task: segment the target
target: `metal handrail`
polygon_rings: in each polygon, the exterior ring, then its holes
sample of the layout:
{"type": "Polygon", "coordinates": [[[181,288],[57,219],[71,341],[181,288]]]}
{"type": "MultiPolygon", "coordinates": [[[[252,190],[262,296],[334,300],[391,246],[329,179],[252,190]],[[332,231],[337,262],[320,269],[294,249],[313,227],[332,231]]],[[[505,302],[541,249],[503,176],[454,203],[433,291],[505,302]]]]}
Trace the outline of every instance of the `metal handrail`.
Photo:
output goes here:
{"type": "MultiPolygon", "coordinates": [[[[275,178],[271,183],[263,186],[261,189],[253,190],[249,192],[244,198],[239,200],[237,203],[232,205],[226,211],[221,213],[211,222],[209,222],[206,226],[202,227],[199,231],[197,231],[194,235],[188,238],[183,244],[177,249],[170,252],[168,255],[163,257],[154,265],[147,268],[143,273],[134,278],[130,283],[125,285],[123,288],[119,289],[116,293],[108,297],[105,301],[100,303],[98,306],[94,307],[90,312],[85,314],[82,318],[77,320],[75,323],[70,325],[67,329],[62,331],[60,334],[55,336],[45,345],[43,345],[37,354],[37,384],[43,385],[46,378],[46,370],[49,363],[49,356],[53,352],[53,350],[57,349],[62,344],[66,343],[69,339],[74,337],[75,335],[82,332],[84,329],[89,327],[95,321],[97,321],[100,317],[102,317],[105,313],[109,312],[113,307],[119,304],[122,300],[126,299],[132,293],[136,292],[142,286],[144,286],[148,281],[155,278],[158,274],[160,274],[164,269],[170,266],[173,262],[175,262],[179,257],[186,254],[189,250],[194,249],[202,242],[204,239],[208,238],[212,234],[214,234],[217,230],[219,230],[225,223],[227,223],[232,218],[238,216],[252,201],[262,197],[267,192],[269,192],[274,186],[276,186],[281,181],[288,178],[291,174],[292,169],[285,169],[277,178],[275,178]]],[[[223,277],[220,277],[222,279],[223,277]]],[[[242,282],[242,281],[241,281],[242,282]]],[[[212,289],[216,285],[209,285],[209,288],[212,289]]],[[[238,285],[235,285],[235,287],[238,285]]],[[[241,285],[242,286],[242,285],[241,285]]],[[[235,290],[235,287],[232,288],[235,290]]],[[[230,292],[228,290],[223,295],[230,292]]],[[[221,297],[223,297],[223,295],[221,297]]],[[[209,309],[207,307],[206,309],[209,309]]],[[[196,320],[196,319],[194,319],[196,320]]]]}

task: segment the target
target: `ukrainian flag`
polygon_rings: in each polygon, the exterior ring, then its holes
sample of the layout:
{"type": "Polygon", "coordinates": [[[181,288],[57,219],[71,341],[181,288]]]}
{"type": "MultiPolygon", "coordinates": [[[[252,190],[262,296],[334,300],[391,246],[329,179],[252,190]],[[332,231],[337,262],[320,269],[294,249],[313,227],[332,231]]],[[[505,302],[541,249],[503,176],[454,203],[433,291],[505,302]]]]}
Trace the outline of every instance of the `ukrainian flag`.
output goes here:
* * * * * * * * *
--- The problem ---
Restate each record word for word.

--- Written response ---
task: segment the target
target: `metal handrail`
polygon_rings: in each polygon, the exterior ring, then its holes
sample of the layout:
{"type": "Polygon", "coordinates": [[[181,288],[57,219],[71,341],[181,288]]]}
{"type": "MultiPolygon", "coordinates": [[[[252,190],[262,296],[334,300],[391,246],[329,179],[252,190]],[[332,231],[337,262],[320,269],[294,249],[313,227],[332,231]]],[[[505,302],[541,249],[503,176],[454,203],[433,291],[505,302]]]]}
Trace the outline of every instance of the `metal handrail`.
Photo:
output goes here:
{"type": "MultiPolygon", "coordinates": [[[[275,178],[271,183],[263,186],[261,189],[253,190],[249,192],[244,198],[239,200],[237,203],[232,205],[226,211],[221,213],[211,222],[209,222],[206,226],[202,227],[199,231],[197,231],[194,235],[188,238],[183,244],[177,249],[170,252],[168,255],[163,257],[154,265],[147,268],[143,273],[134,278],[130,283],[125,285],[123,288],[119,289],[116,293],[108,297],[105,301],[100,303],[98,306],[94,307],[90,312],[85,314],[82,318],[77,320],[75,323],[70,325],[67,329],[62,331],[60,334],[55,336],[45,345],[43,345],[37,354],[37,384],[43,385],[46,378],[46,370],[49,363],[49,356],[53,352],[53,350],[57,349],[62,344],[66,343],[69,339],[74,337],[75,335],[82,332],[84,329],[89,327],[95,321],[97,321],[100,317],[102,317],[105,313],[109,312],[113,307],[119,304],[122,300],[126,299],[132,293],[136,292],[142,286],[144,286],[148,281],[155,278],[158,274],[160,274],[164,269],[170,266],[173,262],[175,262],[179,257],[186,254],[189,250],[194,249],[202,242],[204,239],[208,238],[212,234],[214,234],[217,230],[219,230],[225,223],[227,223],[232,218],[238,216],[252,201],[262,197],[267,192],[269,192],[274,186],[276,186],[281,181],[288,178],[291,174],[292,169],[285,169],[277,178],[275,178]]],[[[223,277],[220,277],[222,279],[223,277]]],[[[242,282],[242,281],[241,281],[242,282]]],[[[212,289],[216,285],[209,285],[209,288],[212,289]]],[[[238,285],[235,285],[235,287],[238,285]]],[[[241,285],[242,286],[242,285],[241,285]]],[[[235,290],[235,287],[232,288],[235,290]]],[[[230,292],[228,290],[223,295],[230,292]]],[[[221,297],[223,297],[223,295],[221,297]]],[[[209,309],[207,307],[206,309],[209,309]]],[[[196,320],[196,319],[194,319],[196,320]]]]}

task: segment the target
target: `ukrainian flag`
polygon_rings: in each polygon, the exterior ring, then its holes
sample of the layout:
{"type": "Polygon", "coordinates": [[[181,288],[57,219],[71,341],[181,288]]]}
{"type": "MultiPolygon", "coordinates": [[[[252,190],[262,296],[334,300],[391,246],[329,179],[252,190]],[[332,231],[337,262],[320,269],[294,249],[313,227],[332,231]]],[[[505,302],[541,249],[503,176],[454,203],[433,291],[505,302]]]]}
Trace the outline of every instance of the `ukrainian flag`.
output goes here:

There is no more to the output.